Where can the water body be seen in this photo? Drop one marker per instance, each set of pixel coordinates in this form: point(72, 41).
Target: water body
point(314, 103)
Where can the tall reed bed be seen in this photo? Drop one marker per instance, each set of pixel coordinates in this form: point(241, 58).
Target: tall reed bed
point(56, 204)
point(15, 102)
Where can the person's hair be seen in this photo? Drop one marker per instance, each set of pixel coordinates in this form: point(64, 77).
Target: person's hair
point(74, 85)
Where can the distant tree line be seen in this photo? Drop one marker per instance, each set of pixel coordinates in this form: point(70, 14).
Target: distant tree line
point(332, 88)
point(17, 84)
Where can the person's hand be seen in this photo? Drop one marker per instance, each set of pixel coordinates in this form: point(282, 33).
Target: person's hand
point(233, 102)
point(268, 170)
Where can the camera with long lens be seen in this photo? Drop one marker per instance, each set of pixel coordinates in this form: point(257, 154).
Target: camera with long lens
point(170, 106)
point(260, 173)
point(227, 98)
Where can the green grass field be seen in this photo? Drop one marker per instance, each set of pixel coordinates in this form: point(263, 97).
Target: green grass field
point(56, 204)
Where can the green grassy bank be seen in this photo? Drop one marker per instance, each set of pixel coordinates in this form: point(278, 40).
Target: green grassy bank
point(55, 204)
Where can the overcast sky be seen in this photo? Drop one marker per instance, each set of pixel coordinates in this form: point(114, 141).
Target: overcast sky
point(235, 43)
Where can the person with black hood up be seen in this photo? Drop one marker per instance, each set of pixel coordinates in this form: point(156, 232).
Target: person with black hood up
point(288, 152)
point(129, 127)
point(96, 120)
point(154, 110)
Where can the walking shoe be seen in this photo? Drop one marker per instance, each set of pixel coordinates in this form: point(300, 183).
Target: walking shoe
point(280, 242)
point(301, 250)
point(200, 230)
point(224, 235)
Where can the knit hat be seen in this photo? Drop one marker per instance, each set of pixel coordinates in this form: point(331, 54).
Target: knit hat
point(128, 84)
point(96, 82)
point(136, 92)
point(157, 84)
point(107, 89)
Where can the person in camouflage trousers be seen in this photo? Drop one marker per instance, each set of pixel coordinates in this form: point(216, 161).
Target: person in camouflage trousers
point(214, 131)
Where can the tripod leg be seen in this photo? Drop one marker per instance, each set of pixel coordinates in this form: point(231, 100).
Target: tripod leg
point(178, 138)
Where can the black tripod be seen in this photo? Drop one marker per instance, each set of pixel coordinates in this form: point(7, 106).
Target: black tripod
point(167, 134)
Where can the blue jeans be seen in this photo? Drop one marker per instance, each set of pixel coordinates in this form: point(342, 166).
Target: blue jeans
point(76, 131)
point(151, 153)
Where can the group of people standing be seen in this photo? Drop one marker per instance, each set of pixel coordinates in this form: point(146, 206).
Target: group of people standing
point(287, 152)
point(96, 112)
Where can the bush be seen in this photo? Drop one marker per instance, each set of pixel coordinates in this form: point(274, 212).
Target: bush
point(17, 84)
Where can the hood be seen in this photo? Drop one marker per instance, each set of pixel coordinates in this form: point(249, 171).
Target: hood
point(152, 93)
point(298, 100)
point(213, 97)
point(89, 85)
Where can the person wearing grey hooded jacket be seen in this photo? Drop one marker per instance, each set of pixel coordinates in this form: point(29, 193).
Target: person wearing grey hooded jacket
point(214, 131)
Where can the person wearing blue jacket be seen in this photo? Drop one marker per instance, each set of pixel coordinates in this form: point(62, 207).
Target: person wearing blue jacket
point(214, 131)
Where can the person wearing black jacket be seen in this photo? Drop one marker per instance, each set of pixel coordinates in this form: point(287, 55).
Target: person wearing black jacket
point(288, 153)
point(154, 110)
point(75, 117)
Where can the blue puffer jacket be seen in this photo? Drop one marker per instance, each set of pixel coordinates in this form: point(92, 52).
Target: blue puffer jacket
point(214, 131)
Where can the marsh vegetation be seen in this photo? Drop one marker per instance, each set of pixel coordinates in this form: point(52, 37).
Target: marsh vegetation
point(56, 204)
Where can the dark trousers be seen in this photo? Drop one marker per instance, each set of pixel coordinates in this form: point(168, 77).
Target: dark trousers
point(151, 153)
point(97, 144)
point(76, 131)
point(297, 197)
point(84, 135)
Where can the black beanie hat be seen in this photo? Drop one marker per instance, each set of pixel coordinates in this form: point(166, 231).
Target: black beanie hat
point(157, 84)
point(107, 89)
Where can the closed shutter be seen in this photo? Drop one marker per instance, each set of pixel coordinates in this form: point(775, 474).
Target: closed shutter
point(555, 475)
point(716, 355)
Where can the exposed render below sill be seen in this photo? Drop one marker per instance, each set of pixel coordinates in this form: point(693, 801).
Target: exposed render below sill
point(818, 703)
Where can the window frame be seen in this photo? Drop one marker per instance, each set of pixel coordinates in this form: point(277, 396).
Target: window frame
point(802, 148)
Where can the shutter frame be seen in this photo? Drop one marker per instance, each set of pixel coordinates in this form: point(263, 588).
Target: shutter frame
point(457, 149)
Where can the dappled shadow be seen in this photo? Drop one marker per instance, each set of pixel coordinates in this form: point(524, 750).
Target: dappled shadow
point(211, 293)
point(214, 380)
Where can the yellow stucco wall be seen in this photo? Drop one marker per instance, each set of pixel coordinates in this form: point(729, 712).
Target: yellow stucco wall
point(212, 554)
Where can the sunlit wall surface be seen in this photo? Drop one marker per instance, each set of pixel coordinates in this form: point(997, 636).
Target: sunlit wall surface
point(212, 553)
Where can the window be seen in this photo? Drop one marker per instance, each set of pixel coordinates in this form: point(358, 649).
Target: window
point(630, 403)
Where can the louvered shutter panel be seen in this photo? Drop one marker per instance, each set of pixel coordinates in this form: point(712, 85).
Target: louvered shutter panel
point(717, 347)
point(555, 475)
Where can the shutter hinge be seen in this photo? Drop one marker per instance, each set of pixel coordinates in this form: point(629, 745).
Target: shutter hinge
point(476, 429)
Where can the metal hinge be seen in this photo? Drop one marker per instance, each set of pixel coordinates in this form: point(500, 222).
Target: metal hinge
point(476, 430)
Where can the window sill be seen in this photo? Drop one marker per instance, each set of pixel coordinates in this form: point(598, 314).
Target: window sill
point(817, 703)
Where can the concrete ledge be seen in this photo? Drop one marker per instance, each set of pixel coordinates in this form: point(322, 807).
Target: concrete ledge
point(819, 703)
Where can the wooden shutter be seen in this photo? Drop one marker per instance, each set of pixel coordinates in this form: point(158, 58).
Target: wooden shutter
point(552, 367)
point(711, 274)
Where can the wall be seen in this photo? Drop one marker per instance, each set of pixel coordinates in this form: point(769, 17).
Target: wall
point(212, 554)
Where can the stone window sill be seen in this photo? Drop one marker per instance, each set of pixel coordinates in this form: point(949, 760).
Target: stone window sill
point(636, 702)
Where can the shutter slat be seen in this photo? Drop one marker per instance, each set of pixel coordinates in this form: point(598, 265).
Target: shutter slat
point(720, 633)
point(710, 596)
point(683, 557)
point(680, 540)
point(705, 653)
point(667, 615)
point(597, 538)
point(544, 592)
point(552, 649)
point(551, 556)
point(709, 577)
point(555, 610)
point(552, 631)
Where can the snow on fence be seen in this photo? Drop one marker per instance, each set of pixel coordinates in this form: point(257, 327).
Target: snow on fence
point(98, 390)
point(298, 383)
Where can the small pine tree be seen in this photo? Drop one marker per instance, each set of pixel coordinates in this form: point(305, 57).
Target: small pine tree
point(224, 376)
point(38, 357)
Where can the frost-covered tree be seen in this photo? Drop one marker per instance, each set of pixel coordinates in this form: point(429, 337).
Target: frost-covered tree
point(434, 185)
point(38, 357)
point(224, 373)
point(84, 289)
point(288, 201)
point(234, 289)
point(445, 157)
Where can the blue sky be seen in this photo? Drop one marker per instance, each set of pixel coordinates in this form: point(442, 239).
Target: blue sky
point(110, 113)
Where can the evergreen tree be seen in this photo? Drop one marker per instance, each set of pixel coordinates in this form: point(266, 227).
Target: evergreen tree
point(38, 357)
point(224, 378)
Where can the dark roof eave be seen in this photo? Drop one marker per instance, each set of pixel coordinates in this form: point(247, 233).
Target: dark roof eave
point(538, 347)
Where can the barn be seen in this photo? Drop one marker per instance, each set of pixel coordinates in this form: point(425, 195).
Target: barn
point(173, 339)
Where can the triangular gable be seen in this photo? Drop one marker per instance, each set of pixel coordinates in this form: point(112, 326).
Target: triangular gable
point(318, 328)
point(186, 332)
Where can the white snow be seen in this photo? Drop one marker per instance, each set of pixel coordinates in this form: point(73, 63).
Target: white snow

————————

[What the task asks]: Place the lines of the records above, from the line containing "Where can the closed" through the line containing "point(716, 355)", inclusive, into a JSON list of strings with one string per line. Omit any blank lines.

[Answer for this exercise]:
[
  "Where can the closed shutter be seen in this photo? Drop one marker per instance, each set of pixel coordinates in this form: point(775, 474).",
  "Target: closed shutter",
  "point(555, 475)",
  "point(716, 355)"
]